Rewrite the part of the listing from the line containing "[trace] gravel driveway" through the end of the listing, changing "banner" to "flag" and leaving everything else the same.

+ + + + + + +

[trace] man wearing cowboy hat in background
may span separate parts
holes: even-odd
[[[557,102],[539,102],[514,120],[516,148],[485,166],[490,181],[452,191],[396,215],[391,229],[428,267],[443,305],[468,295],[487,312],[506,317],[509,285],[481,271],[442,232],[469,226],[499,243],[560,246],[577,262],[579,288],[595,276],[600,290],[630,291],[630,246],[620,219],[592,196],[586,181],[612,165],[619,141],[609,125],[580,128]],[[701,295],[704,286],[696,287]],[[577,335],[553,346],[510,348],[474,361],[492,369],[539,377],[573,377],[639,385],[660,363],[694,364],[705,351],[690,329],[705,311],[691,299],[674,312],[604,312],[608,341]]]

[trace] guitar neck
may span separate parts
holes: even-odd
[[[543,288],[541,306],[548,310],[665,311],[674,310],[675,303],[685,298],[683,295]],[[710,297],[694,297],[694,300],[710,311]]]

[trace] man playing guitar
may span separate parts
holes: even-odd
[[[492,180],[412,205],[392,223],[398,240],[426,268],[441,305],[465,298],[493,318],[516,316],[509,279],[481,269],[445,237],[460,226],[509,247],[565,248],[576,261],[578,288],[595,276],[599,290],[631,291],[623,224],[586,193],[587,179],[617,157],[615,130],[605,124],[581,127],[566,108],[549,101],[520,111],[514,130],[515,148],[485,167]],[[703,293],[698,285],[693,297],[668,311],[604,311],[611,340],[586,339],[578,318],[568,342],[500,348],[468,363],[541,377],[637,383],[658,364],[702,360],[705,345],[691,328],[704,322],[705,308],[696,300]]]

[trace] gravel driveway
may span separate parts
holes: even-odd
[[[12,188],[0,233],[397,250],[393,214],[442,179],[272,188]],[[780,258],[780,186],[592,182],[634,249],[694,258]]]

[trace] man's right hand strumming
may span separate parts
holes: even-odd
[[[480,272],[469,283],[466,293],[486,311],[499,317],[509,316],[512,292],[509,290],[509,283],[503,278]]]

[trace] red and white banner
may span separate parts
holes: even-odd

+ + + + + + +

**Task answer:**
[trace] gravel driveway
may span separate parts
holes: even-odd
[[[12,188],[0,233],[397,250],[393,214],[442,179],[272,188]],[[780,258],[780,186],[592,182],[634,249],[694,258]]]

[trace] man's right hand strumming
may span separate parts
holes: even-odd
[[[480,272],[469,283],[466,293],[486,311],[499,317],[509,316],[512,292],[509,290],[509,283],[503,278]]]

[trace] red and white flag
may span separate parts
holes: even-odd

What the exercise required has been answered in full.